--- EXTRACT PROVIDED ---
- Episode no.: Series 3 Episode 6
- Directed by: David Croft
- Story by: Jimmy Perry and David Croft
- Original air date: 16 October 1969
- Running time: 30 minutes

Episode chronology
| ← Previous "Something Nasty in the Vault" | Next → "Big Guns" |

= Room at the Bottom (Dad's Army) =

"Room at the Bottom" is the sixth episode of the third series of the British comedy series Dad's Army that was originally transmitted on Thursday 16 October 1969.

==Plot==
Wilson is sitting at Mainwaring's desk, when Captain Bailey from GHQ arrives. He asks Wilson about how long Mainwaring has been in charge. Wilson says it was ever since they were Local Defence Volunteers. Bailey is surprised because there were no commissions in the LDV, and Wilson admits that Mainwaring made himself a captain. Bailey tells him that it is more ordinary to have a lieutenant in charge of a platoon, so Mainwaring must remove one of his pips. Wilson is delighted and is even more delighted when Walker brings him his new hat: a beret.

Wilson, with some glee, practises what he is going to say to Mainwaring, who then arrives, announcing that he has recruited a Drill Sergeant for drill practice. Wilson tells him about Bailey's visit, but Mainwaring laughs it off. He rings GHQ and speaks to a sergeant, who knows nothing about it. He waits for Wilson's explanation, and concludes that Wilson is jealous of him, and that is the reason why he bought a beret. GHQ rings; Mainwaring answers and is horrified to learn that Wilson was telling the truth. Wilson insists that he is sorry for Mainwaring, even though he is laughing in his face.
---
### PROBLEM REQUIREMENTS
From the Dad's Army episode article, copy the passage from "Wilson, with some" to "in his face." word for word.
--- RECORDS PROVIDED ---
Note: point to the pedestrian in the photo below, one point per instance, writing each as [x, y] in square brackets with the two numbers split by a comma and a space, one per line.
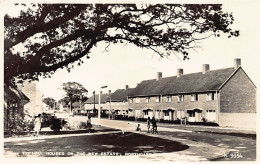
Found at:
[154, 129]
[138, 127]
[89, 125]
[37, 125]
[148, 124]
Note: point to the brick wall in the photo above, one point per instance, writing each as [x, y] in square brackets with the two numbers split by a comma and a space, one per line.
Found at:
[238, 95]
[202, 103]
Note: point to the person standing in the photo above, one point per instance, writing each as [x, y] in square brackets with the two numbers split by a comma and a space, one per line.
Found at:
[37, 125]
[89, 125]
[148, 124]
[154, 129]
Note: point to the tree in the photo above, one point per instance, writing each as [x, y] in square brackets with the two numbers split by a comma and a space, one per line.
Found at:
[57, 36]
[74, 92]
[50, 102]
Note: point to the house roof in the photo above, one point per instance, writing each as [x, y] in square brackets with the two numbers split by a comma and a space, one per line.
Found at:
[14, 94]
[187, 83]
[103, 97]
[120, 95]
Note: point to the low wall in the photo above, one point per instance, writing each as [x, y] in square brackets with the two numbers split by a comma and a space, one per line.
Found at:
[238, 120]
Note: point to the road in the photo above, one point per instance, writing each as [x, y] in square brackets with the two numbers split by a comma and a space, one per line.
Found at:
[203, 145]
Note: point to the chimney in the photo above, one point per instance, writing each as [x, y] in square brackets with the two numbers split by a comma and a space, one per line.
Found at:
[237, 63]
[159, 75]
[179, 72]
[205, 68]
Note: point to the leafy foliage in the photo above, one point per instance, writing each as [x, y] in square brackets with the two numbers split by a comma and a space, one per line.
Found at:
[75, 92]
[49, 101]
[55, 36]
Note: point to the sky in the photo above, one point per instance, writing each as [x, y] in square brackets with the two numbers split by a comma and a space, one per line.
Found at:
[128, 65]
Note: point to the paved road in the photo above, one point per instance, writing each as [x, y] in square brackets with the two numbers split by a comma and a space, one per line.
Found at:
[240, 148]
[203, 145]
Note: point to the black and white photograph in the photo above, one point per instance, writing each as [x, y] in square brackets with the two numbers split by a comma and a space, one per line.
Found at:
[130, 82]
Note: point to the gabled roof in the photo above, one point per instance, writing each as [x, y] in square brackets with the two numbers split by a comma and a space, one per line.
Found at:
[104, 98]
[120, 95]
[187, 83]
[14, 94]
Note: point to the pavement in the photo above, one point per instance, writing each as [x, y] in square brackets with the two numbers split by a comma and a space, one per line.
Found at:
[197, 151]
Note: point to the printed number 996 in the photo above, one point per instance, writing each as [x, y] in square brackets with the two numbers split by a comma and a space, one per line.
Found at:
[236, 155]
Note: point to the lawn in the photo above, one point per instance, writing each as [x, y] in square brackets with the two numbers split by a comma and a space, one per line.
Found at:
[103, 144]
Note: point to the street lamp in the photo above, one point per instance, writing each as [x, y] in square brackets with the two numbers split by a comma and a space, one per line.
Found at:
[94, 92]
[110, 107]
[99, 101]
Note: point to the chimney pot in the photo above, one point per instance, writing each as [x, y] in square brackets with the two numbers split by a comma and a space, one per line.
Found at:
[179, 72]
[237, 63]
[205, 68]
[159, 75]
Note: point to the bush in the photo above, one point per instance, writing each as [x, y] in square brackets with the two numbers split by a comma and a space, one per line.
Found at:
[18, 125]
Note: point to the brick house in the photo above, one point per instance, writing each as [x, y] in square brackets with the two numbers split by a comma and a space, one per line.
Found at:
[14, 101]
[117, 103]
[225, 96]
[36, 105]
[92, 104]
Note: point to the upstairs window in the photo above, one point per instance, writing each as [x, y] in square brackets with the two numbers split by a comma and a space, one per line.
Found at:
[146, 112]
[181, 98]
[166, 113]
[194, 97]
[137, 100]
[169, 99]
[148, 99]
[157, 99]
[211, 96]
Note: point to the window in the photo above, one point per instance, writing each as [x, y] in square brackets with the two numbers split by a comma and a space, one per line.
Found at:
[191, 113]
[146, 112]
[194, 97]
[148, 99]
[137, 100]
[181, 98]
[157, 99]
[211, 96]
[169, 99]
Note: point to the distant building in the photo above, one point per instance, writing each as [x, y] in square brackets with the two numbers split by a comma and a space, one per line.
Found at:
[14, 101]
[92, 104]
[225, 96]
[35, 106]
[118, 103]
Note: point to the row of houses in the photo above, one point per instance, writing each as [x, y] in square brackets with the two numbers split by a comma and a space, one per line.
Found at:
[22, 102]
[224, 96]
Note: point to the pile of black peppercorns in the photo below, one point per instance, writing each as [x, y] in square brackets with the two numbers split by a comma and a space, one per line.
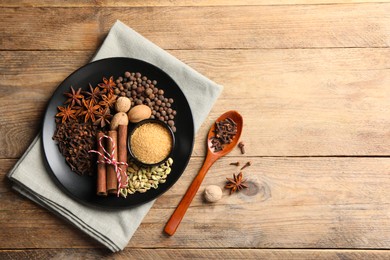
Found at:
[141, 90]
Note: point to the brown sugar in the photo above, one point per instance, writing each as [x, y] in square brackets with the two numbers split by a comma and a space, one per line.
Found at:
[151, 143]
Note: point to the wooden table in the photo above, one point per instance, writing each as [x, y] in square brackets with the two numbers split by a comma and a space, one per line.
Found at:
[312, 81]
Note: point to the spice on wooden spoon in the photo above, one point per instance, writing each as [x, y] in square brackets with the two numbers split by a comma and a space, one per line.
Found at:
[211, 157]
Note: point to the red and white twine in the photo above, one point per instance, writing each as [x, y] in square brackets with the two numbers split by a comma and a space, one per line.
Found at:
[110, 159]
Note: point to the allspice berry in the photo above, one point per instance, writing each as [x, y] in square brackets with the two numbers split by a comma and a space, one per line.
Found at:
[122, 104]
[212, 193]
[119, 118]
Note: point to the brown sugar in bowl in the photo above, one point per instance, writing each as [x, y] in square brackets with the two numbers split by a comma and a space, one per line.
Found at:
[151, 142]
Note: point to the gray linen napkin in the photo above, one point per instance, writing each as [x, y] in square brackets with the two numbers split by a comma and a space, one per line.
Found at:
[31, 178]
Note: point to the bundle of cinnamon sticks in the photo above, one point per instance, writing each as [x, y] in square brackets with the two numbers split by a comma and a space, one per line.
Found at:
[107, 181]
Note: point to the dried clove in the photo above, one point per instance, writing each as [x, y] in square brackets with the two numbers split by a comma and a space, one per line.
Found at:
[74, 141]
[246, 165]
[224, 132]
[241, 146]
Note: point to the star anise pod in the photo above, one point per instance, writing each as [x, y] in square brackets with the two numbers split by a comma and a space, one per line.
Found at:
[74, 97]
[103, 117]
[108, 85]
[66, 113]
[236, 184]
[108, 100]
[93, 95]
[90, 110]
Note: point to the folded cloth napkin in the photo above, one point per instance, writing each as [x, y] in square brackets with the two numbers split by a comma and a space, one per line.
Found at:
[201, 94]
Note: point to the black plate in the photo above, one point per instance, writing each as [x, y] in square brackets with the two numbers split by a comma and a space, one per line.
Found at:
[83, 188]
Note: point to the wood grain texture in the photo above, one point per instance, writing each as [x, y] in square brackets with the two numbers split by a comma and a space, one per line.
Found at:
[139, 253]
[290, 203]
[295, 102]
[311, 78]
[231, 27]
[154, 3]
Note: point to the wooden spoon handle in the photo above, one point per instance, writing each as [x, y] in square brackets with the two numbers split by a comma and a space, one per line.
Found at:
[185, 202]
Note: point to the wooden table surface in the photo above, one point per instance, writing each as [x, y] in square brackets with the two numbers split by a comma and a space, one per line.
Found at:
[312, 81]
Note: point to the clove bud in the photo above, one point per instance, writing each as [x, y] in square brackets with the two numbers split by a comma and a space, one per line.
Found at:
[241, 146]
[246, 165]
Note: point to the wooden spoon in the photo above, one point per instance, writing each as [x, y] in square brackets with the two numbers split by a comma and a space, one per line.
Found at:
[211, 157]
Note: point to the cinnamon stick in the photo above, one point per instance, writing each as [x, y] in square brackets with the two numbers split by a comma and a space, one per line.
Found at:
[122, 151]
[101, 185]
[112, 183]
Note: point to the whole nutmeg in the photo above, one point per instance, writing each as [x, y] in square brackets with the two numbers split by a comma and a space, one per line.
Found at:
[119, 118]
[212, 193]
[138, 113]
[122, 104]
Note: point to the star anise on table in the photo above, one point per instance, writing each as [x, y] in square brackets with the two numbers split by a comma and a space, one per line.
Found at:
[74, 97]
[93, 94]
[66, 113]
[108, 85]
[90, 110]
[108, 100]
[236, 184]
[103, 117]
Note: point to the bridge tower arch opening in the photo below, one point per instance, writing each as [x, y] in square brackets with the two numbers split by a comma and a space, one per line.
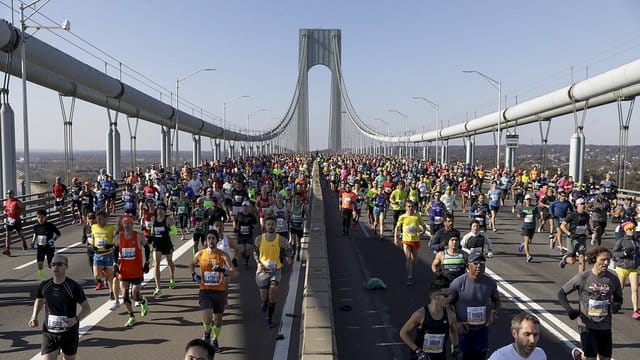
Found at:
[319, 47]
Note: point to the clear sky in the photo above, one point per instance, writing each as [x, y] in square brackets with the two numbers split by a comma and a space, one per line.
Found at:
[391, 51]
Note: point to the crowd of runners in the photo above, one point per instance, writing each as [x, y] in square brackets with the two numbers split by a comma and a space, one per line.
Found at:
[425, 199]
[247, 213]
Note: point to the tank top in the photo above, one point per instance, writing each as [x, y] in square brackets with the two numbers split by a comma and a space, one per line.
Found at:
[130, 257]
[211, 280]
[270, 253]
[432, 333]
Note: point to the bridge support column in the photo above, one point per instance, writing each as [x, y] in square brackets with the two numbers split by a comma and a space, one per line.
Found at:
[470, 149]
[196, 150]
[8, 148]
[576, 155]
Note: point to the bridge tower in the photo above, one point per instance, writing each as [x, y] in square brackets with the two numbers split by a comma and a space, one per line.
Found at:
[319, 47]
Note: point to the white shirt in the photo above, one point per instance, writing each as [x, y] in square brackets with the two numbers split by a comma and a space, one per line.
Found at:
[508, 352]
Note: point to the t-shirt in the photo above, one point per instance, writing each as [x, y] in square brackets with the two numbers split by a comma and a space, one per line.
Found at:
[508, 352]
[473, 299]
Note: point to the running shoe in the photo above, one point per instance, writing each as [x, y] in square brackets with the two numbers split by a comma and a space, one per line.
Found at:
[144, 309]
[563, 262]
[576, 354]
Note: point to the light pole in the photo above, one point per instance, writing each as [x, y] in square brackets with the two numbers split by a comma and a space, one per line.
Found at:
[436, 107]
[66, 25]
[406, 128]
[178, 81]
[498, 85]
[224, 118]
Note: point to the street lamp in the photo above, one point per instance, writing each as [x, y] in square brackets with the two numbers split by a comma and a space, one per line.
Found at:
[406, 127]
[436, 107]
[66, 25]
[249, 115]
[224, 117]
[178, 81]
[498, 85]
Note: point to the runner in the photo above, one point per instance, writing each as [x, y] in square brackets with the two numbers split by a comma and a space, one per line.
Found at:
[59, 295]
[529, 214]
[131, 266]
[600, 296]
[45, 234]
[436, 323]
[412, 226]
[12, 222]
[270, 248]
[525, 329]
[576, 227]
[627, 255]
[476, 300]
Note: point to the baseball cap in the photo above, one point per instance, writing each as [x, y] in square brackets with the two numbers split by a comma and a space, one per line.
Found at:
[477, 257]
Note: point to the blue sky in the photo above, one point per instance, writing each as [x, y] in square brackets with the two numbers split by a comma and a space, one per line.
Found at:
[391, 51]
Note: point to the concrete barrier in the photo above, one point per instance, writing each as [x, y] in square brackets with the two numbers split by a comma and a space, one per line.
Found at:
[317, 334]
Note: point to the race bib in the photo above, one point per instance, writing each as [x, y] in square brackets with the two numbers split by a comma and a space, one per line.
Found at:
[270, 265]
[433, 343]
[476, 315]
[42, 240]
[212, 278]
[598, 308]
[128, 253]
[57, 324]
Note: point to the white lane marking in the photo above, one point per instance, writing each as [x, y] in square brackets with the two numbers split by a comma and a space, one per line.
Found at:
[57, 252]
[286, 323]
[103, 310]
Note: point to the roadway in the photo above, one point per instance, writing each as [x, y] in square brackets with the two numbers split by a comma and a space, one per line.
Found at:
[173, 319]
[370, 329]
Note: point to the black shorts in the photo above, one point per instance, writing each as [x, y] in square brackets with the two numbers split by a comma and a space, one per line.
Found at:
[66, 341]
[17, 226]
[528, 232]
[212, 299]
[45, 250]
[164, 245]
[596, 342]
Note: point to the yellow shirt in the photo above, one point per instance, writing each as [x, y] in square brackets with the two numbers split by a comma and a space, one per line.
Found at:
[270, 253]
[102, 238]
[410, 227]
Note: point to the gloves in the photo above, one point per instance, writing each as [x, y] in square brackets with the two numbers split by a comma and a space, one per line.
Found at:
[196, 277]
[219, 268]
[615, 307]
[573, 314]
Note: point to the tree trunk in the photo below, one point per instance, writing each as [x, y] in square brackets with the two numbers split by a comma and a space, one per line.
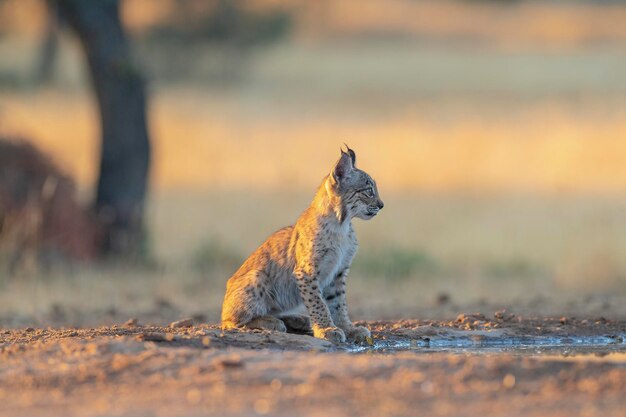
---
### TASK OUTPUT
Wilson, with some glee, practises what he is going to say to Mainwaring, who then arrives, announcing that he has recruited a Drill Sergeant for drill practice. Wilson tells him about Bailey's visit, but Mainwaring laughs it off. He rings GHQ and speaks to a sergeant, who knows nothing about it. He waits for Wilson's explanation, and concludes that Wilson is jealous of him, and that is the reason why he bought a beret. GHQ rings; Mainwaring answers and is horrified to learn that Wilson was telling the truth. Wilson insists that he is sorry for Mainwaring, even though he is laughing in his face.